• _TEXT SHOWN_
══════

In December of 2016, the US Food and Drug Administration (FDA) released a safety warning concerning the risk of repeated use of general anesthetics and sedation drugs in young children and pregnant women1. From a review of the literature, including both animal and human studies, the FDA found consensus data to suggest that early, repeated exposure may have negative effects on the developing brain. Particularly vulnerable to such effects are fetuses of women in their third trimester of pregnancy and children younger than 3 years of age.
Interestingly, this announcement comes on the heels of two recently published retrospective clinical trials (“General Anaesthesia and Awake-Regional Anaesthesia in Infancy” [GAS]2 and “Pediatric Anesthesia Neurodevelopment Assessment” [PANDA]3) which found that brief exposures to anesthesia in young children did NOT lead to neurocognitive dysfunction. Specifically, a single, short exposure to general anesthetic and sedation drugs in infants or toddlers is unlikely to have negative effects on behavior and/or learning. However, the question of long-term neurocognitive dysfunction remains an area of clinical concern. Clearly, more research is required to fully understand how anesthetics might affect brain development.

══════

Copy everything in the anesthesia text from "Interestingly, this announcement" down to "affect brain development.".

══════

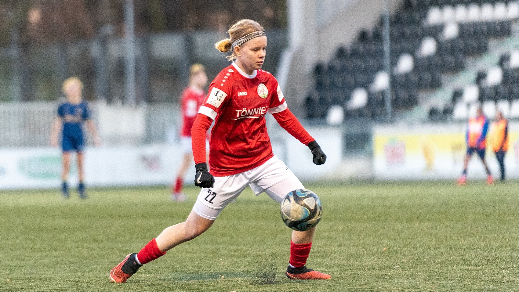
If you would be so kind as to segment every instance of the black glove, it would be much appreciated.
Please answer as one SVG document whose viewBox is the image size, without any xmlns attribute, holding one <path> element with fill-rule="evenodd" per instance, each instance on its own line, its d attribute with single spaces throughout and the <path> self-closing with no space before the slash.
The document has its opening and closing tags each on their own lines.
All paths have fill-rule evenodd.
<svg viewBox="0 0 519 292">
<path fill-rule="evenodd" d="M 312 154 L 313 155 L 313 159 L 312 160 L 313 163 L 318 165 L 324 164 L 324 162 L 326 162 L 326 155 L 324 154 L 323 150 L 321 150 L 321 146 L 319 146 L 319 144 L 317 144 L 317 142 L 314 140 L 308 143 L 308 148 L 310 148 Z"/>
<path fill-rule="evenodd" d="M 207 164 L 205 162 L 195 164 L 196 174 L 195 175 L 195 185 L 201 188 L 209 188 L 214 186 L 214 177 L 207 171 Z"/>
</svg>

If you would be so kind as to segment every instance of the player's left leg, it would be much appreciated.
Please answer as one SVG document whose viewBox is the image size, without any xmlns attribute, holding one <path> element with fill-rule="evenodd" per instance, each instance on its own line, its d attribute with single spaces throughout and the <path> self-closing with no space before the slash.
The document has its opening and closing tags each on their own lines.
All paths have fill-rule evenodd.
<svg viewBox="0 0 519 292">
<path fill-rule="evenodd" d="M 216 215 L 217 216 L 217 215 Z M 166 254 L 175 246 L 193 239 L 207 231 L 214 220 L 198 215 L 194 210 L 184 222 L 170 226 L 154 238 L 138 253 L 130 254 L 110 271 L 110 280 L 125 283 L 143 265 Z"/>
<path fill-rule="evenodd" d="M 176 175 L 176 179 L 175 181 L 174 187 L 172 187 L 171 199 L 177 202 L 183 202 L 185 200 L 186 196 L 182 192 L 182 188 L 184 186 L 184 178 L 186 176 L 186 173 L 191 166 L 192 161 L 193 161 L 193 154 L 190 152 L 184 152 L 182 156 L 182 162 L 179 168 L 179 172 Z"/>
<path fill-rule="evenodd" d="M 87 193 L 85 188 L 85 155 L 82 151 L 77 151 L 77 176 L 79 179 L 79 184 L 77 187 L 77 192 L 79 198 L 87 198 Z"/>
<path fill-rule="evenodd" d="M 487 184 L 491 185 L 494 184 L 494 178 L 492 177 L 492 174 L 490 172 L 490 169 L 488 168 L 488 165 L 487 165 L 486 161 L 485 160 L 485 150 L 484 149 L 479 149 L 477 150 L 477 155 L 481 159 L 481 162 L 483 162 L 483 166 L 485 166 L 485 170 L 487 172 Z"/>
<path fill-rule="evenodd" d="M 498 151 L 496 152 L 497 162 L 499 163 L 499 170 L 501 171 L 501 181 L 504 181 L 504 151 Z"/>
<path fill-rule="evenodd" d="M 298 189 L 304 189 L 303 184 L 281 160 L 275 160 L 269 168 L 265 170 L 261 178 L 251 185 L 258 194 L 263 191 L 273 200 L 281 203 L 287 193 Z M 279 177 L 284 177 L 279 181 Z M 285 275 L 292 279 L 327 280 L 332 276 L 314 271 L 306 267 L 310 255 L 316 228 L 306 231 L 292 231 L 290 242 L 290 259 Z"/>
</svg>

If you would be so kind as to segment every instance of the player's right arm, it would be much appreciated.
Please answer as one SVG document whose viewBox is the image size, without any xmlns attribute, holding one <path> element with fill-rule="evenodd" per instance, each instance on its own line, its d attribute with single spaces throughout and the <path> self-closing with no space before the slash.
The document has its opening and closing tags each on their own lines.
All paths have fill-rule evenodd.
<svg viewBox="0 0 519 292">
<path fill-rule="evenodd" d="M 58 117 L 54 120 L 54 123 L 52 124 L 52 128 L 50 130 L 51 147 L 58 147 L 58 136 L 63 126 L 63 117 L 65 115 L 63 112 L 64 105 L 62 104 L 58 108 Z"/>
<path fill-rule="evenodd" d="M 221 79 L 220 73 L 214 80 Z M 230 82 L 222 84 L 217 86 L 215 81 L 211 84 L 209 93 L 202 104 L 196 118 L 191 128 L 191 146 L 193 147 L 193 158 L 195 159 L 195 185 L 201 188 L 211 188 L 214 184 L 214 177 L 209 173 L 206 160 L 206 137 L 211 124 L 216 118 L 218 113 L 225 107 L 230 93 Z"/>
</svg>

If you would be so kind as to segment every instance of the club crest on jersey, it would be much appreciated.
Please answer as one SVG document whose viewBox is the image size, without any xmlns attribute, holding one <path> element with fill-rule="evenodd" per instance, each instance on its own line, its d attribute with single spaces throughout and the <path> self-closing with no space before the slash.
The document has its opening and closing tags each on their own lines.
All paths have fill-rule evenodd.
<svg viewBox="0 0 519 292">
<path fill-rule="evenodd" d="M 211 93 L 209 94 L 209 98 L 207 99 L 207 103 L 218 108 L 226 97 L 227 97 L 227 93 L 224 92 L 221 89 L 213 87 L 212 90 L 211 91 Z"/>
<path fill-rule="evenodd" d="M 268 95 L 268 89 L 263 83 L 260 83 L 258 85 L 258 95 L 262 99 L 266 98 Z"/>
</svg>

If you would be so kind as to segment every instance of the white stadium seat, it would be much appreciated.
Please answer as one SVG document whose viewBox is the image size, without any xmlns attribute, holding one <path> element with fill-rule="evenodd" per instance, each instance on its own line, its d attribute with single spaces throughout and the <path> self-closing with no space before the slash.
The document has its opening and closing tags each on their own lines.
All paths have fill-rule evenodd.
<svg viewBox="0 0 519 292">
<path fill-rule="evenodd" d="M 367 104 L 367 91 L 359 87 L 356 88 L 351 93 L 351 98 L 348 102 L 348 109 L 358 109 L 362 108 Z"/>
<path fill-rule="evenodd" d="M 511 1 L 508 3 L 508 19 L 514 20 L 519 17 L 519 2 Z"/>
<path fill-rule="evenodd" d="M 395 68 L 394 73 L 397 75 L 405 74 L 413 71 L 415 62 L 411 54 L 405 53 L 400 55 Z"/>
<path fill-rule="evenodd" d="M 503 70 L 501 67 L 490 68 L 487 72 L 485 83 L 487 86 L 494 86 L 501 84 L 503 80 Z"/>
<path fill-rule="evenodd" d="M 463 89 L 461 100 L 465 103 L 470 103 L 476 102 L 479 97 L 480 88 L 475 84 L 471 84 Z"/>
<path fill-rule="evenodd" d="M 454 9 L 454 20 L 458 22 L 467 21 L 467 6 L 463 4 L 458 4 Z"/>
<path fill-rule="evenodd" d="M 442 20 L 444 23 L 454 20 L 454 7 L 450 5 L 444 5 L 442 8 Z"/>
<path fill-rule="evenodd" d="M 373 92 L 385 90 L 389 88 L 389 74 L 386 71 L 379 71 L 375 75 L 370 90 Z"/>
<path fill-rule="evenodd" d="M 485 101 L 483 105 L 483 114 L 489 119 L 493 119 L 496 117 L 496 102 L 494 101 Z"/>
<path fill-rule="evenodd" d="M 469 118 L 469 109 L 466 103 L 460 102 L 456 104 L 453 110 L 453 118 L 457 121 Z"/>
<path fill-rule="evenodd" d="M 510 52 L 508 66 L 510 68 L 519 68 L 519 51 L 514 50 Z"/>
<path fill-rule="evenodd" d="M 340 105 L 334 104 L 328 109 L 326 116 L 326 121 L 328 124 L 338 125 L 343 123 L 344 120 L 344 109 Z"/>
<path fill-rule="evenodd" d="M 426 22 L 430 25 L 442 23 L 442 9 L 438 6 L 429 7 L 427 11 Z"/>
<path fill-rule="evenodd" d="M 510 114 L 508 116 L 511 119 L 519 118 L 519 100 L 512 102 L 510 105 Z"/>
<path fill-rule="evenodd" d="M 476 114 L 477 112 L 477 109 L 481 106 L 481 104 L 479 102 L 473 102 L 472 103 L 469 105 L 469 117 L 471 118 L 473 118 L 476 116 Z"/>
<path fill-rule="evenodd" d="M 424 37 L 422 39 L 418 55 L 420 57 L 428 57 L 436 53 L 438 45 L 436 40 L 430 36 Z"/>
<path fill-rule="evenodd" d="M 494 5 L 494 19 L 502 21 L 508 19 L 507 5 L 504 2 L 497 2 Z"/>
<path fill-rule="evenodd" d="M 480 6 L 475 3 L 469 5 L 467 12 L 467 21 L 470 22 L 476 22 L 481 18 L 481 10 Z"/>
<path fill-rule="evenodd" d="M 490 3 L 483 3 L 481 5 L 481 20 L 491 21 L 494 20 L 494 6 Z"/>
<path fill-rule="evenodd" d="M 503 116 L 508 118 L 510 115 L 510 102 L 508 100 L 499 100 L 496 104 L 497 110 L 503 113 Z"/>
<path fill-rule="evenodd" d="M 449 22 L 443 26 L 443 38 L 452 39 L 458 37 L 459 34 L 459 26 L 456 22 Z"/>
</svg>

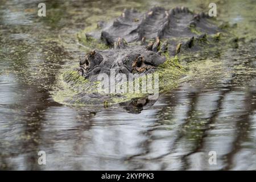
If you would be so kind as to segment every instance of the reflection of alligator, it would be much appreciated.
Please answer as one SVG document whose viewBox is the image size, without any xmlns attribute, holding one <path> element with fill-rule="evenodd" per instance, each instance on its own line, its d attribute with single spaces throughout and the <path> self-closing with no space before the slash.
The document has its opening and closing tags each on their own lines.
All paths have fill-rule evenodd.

══════

• _RESPONSE AREA_
Interestingly, this announcement comes on the heels of two recently published retrospective clinical trials (“General Anaesthesia and Awake-Regional Anaesthesia in Infancy” [GAS]2 and “Pediatric Anesthesia Neurodevelopment Assessment” [PANDA]3) which found that brief exposures to anesthesia in young children did NOT lead to neurocognitive dysfunction. Specifically, a single, short exposure to general anesthetic and sedation drugs in infants or toddlers is unlikely to have negative effects on behavior and/or learning. However, the question of long-term neurocognitive dysfunction remains an area of clinical concern. Clearly, more research is required to fully understand how anesthetics might affect brain development.